WHAT YOU HAVE TO DO
Can you turn every one of the records below into a numbered list, leaving out any blank lines?
--- begin INPUT RECORDS ---
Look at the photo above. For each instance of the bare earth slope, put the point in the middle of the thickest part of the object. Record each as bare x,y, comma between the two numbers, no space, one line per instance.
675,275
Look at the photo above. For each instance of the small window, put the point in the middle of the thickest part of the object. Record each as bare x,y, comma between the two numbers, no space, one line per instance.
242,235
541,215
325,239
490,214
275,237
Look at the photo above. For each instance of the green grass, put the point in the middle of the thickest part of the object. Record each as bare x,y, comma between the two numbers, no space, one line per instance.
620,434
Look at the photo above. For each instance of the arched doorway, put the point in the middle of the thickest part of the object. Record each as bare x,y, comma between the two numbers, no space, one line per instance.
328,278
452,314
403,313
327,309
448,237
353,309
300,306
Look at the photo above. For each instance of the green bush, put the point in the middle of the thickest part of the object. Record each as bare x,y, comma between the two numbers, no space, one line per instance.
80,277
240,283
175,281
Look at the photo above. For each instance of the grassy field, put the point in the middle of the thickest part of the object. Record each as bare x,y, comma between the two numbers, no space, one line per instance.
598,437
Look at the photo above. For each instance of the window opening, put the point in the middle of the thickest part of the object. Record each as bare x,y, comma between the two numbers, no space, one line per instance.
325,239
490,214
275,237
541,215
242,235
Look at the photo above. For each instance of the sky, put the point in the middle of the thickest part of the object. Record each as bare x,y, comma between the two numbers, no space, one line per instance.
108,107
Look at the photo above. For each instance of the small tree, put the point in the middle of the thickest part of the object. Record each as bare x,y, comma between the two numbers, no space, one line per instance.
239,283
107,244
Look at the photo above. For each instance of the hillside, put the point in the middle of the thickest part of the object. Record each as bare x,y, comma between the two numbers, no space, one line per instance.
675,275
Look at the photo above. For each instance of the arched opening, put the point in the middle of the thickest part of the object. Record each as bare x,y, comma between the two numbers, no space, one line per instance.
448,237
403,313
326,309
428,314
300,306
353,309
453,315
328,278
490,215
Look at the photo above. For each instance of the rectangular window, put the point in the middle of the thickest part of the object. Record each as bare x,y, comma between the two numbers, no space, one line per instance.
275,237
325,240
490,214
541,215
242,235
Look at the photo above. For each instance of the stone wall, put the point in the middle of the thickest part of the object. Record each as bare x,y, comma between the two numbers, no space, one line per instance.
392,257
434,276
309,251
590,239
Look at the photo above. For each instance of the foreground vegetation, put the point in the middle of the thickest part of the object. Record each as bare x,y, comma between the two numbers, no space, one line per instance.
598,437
--- end INPUT RECORDS ---
COMPLETE OUTPUT
1. Look at the photo above. For each instance of the bare earth slope, put the point in the middle of the thickest part of the object. Record each as bare x,y, comma between the two numbers, no space, one line per instance.
2. 675,275
3. Look at the photo above. For each instance of the small window, put the point in the middle of the thickest part of the object. Record each as bare x,y, comma between the two numbers, no space, one line per instance.
4. 242,235
5. 541,215
6. 325,239
7. 490,214
8. 275,237
9. Look at the photo above. For each instance of the green grass, put the point in the middle of the thickest part of the object. Record each as bare x,y, comma between the two numbers, no space, one line per instance.
10. 620,434
11. Look at the photo above. For each instance of the arched doorway, put the point in the middle of the thickest part of the object. Record each as bare x,y, comma between the two numbers, no space, one line per instance.
12. 328,278
13. 452,314
14. 403,313
15. 327,309
16. 448,237
17. 353,309
18. 300,306
19. Look at the photo above. For each instance of the green bush, put the point in the middle of the thickest part of the object. Record each as bare x,y, comma between the two numbers, no space, one line per instance.
20. 80,277
21. 240,283
22. 175,281
23. Look at the photo above. For each instance of the grassy field, put the point in the middle of the thickest part of the object. Record each as bare x,y, comma between the two numbers, no space, one line per instance.
24. 598,437
25. Look at the photo above. For each instance of the window opening, put the point in the middle of the thickest part of the object. Record each as bare x,y, comma between the two numbers, no space, one line per instance.
26. 325,239
27. 490,214
28. 275,237
29. 541,215
30. 242,235
31. Look at the photo above. For each instance of the sky, put the point in the middle of the thickest part of the object. Record each as bare x,y, comma between the two numbers, no space, one line per instance.
32. 108,107
33. Look at the photo above. For each instance of the small tree, put the point in the middle of the thickest part of the object. Record each as bare x,y, comma between the two numbers, no space, one line per instance.
34. 239,283
35. 107,244
36. Look at the photo above. For each instance of the hillside, put the point in the middle of the thickest part of the object. Record each as bare x,y, comma between the two numbers, no space, one line per instance.
37. 675,275
38. Look at the photo above. For each instance of the arched opening, put the point in the middle of the thickest part of the object. Record each as bare x,y, comma between the two numbers, no space, one line per instance.
39. 448,237
40. 403,313
41. 326,309
42. 428,314
43. 300,306
44. 353,309
45. 453,315
46. 328,278
47. 490,215
48. Look at the photo above. For each instance of the rectangular window, put the point in the middle of the thickest part of the object. Record each as bare x,y, comma between the two numbers, no space, one line per instance.
49. 275,237
50. 325,240
51. 490,214
52. 541,215
53. 242,235
54. Look at the photo above. For each instance of the stone wall, put the point in the middle of the thickest part of the object. Record each as bare x,y, comma between the two numbers, no space, one line per instance.
55. 392,257
56. 434,276
57. 309,251
58. 590,239
59. Look at the photo above. For each instance of the foreground vegetation, put the point in the middle of the thickest part of the object. Record each as bare x,y, comma between the two numbers, no space, one line per instance.
60. 598,437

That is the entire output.